ENTRIES SHOWN:
================================

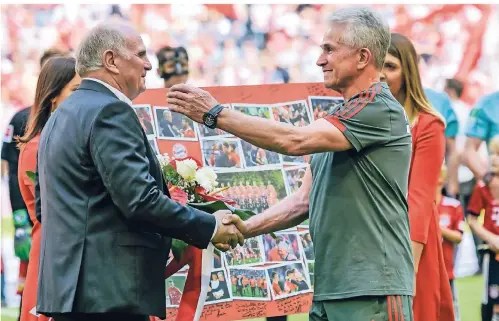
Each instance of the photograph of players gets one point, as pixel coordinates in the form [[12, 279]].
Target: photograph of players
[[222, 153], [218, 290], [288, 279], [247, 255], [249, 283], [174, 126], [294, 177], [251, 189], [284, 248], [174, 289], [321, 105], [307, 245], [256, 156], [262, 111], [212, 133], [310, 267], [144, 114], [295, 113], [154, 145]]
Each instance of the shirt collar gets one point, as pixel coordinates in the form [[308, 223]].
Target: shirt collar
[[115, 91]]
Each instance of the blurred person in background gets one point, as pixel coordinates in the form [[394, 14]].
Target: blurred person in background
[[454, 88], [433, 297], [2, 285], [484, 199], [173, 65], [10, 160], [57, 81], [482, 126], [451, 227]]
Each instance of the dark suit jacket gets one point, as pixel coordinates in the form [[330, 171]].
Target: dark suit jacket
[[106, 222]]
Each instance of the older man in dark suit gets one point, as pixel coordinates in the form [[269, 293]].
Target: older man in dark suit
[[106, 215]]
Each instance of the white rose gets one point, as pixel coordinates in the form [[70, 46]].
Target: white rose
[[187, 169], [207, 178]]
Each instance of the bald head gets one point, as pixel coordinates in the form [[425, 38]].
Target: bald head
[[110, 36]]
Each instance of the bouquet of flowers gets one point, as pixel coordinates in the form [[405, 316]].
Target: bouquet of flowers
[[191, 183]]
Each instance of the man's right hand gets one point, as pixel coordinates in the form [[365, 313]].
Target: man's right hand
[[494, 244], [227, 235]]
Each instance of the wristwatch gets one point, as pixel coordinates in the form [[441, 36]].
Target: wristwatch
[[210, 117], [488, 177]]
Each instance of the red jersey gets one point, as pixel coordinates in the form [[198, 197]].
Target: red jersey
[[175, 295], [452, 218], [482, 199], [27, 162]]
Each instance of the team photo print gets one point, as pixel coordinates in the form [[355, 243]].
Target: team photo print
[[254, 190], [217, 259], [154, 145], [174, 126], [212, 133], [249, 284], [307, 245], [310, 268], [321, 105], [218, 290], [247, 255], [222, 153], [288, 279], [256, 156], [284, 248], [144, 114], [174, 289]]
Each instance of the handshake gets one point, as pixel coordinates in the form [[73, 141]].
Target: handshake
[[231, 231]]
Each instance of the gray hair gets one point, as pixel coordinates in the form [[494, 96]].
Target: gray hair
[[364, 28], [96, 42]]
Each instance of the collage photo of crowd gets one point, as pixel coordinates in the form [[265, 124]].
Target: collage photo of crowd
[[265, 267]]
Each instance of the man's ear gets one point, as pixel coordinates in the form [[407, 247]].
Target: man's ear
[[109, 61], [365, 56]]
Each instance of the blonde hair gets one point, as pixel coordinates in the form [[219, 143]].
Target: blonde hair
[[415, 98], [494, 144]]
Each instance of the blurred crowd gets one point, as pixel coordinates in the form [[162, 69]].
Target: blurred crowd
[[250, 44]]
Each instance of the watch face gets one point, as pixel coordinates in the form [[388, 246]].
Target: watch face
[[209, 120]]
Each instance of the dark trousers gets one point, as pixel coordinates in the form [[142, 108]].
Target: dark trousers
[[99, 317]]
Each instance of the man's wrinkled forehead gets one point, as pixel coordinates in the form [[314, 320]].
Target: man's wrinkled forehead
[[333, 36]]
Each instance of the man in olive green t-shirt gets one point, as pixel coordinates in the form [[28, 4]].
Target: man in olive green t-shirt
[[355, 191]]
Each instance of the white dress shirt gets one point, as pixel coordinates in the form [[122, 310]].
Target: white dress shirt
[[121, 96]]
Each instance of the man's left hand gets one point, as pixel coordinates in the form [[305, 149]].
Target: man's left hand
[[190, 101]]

================================

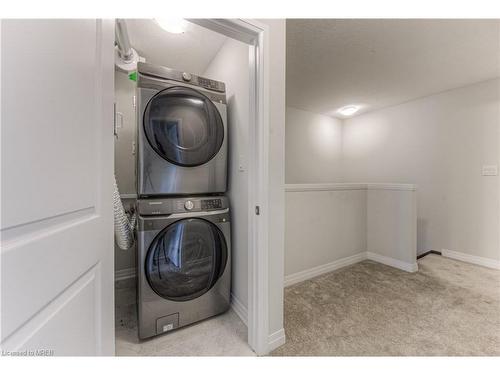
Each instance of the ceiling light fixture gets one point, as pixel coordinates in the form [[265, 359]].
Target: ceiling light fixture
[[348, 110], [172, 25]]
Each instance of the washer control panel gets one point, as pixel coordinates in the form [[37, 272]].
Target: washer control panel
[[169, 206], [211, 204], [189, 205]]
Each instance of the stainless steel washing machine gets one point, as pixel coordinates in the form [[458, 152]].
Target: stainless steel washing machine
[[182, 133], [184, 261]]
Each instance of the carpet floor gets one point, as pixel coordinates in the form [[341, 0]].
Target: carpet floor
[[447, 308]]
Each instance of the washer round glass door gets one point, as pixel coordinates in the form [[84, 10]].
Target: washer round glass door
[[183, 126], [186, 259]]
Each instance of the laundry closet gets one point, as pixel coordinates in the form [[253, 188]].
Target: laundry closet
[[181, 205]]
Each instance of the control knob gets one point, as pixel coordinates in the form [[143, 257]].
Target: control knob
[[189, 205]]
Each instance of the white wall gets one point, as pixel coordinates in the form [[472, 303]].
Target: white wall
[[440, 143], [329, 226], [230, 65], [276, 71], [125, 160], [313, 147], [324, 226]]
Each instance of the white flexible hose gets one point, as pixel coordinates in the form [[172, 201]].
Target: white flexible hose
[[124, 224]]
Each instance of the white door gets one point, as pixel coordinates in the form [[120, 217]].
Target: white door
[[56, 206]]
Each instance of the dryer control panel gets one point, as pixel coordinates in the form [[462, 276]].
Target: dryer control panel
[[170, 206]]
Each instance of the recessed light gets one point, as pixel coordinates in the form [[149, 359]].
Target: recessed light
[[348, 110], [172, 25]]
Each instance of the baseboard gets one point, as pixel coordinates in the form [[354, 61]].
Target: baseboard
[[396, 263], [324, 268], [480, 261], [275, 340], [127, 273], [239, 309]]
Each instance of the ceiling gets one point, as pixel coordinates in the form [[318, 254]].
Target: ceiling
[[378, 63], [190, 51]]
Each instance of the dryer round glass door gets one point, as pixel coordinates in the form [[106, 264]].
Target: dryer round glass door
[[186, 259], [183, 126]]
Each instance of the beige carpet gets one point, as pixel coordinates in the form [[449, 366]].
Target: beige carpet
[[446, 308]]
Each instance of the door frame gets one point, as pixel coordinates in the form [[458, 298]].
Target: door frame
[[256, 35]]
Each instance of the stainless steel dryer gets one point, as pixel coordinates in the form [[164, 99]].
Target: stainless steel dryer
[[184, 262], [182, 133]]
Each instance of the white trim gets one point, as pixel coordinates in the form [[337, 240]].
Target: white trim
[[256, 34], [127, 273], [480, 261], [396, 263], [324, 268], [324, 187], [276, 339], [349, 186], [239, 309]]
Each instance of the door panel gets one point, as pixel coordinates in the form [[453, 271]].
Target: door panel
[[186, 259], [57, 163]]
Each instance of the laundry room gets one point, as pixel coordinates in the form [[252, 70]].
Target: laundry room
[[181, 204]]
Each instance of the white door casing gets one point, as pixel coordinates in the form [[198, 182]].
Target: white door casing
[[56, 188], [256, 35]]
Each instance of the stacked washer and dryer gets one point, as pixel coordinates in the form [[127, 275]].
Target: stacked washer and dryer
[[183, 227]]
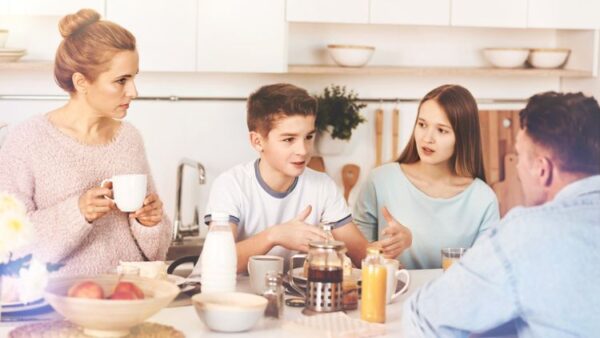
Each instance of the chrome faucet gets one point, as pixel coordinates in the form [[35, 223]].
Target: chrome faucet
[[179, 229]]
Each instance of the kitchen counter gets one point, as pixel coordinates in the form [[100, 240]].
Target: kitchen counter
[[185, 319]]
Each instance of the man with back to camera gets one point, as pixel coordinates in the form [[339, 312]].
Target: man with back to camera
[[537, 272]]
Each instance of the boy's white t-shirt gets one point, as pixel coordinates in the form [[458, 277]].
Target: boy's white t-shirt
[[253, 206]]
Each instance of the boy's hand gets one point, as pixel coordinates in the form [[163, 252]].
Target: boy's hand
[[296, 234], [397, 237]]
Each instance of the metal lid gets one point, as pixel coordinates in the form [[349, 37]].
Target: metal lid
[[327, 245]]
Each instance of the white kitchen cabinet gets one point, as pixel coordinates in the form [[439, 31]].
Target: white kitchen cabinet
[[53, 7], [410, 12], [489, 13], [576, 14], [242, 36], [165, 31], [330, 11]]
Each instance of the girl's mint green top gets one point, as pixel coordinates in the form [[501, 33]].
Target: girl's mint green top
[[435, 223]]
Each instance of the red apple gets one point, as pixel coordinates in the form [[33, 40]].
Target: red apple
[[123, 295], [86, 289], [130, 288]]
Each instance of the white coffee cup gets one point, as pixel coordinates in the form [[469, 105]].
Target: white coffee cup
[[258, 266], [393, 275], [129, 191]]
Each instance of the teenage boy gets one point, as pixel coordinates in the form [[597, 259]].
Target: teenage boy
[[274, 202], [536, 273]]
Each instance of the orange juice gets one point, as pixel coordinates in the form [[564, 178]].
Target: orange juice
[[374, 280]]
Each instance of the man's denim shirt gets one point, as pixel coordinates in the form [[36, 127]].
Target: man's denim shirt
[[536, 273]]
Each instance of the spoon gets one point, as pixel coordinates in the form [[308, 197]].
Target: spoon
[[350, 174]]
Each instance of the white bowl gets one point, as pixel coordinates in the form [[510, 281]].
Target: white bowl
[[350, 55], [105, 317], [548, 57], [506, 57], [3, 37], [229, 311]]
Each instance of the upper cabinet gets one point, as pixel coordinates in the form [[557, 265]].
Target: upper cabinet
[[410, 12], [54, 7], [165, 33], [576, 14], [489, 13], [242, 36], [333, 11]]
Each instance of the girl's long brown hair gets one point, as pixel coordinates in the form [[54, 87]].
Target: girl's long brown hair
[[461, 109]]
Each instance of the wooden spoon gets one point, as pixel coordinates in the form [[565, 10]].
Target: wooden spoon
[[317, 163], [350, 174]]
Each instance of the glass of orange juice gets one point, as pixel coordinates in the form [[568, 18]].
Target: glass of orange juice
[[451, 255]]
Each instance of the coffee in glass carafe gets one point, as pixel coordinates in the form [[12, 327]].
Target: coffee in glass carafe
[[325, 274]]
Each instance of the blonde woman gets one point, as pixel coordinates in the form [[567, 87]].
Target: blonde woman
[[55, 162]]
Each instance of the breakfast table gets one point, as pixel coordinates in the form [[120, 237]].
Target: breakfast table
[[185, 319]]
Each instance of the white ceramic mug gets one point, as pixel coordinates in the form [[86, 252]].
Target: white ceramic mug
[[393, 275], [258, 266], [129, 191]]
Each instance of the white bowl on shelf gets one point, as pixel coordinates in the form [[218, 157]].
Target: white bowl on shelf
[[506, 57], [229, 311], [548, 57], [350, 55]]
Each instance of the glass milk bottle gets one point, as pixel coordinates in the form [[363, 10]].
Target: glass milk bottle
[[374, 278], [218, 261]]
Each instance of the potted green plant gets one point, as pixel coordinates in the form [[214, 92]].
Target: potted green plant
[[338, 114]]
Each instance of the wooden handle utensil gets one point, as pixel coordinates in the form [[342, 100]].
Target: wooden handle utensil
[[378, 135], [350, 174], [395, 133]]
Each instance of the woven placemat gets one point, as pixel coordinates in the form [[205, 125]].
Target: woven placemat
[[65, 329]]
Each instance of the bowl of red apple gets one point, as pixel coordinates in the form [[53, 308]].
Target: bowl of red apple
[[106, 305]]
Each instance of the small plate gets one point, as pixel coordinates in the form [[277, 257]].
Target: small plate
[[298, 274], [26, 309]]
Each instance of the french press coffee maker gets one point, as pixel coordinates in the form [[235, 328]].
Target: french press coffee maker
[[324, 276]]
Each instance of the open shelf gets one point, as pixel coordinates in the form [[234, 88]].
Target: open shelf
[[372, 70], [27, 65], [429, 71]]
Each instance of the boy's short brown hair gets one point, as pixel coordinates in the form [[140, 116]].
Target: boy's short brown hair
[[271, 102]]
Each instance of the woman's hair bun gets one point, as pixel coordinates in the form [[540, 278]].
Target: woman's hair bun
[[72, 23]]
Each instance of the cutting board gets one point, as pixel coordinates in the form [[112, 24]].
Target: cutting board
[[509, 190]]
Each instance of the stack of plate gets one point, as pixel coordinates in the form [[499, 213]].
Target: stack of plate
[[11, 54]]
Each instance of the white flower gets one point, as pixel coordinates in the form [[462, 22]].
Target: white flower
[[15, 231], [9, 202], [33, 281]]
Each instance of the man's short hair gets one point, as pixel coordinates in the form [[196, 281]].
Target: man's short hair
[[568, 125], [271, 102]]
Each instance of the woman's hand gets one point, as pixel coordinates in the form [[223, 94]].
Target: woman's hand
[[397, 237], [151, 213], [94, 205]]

================================

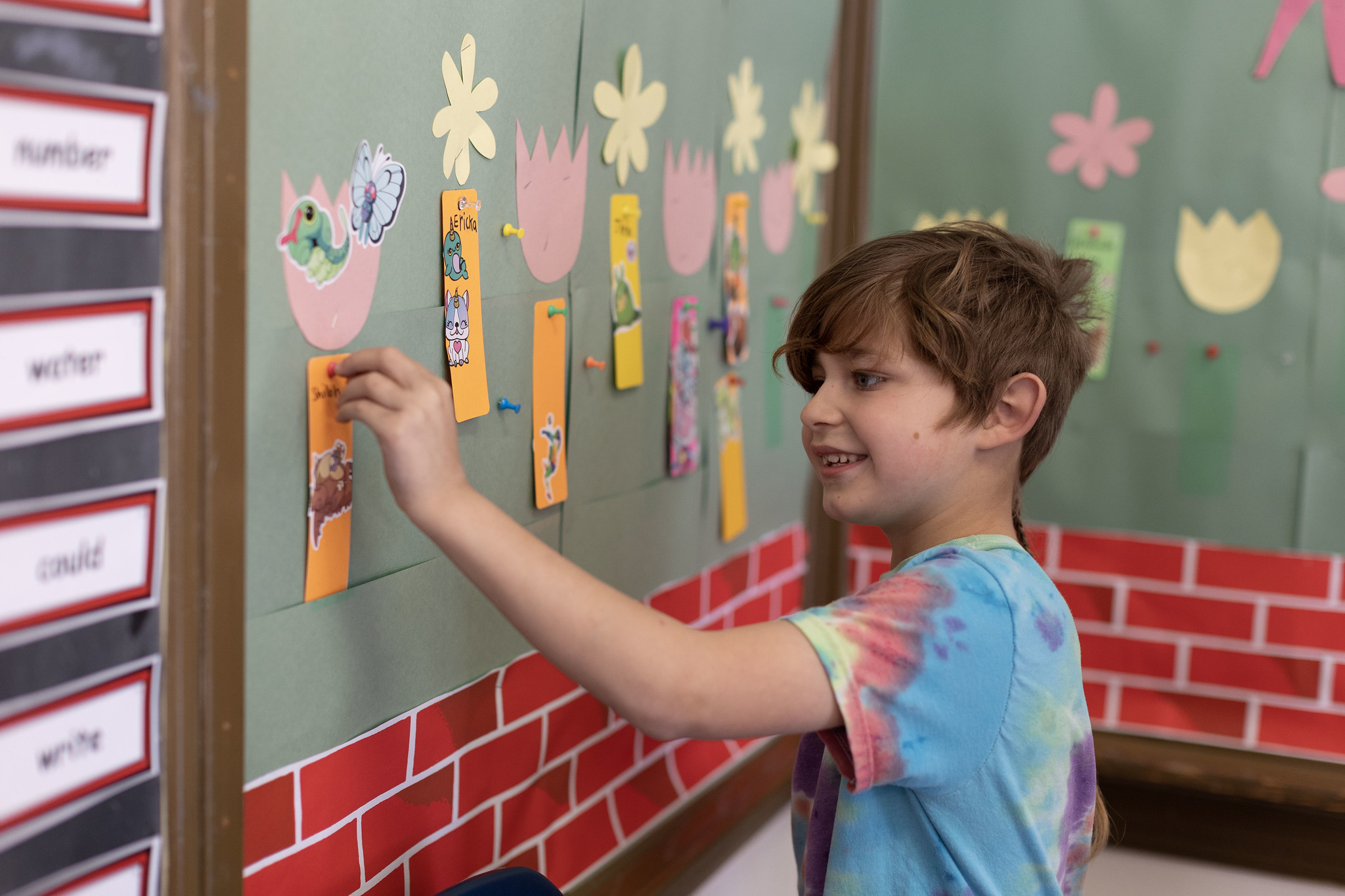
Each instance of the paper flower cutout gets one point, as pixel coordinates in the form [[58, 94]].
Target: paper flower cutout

================================

TASK STATEMENT:
Report every line in the items above that contains the word "trim", copying each such line in full.

WRITTEN ANSWER:
Each instance of the white trim gets one point, as pixel coordinates in the form [[337, 240]].
Target: white trim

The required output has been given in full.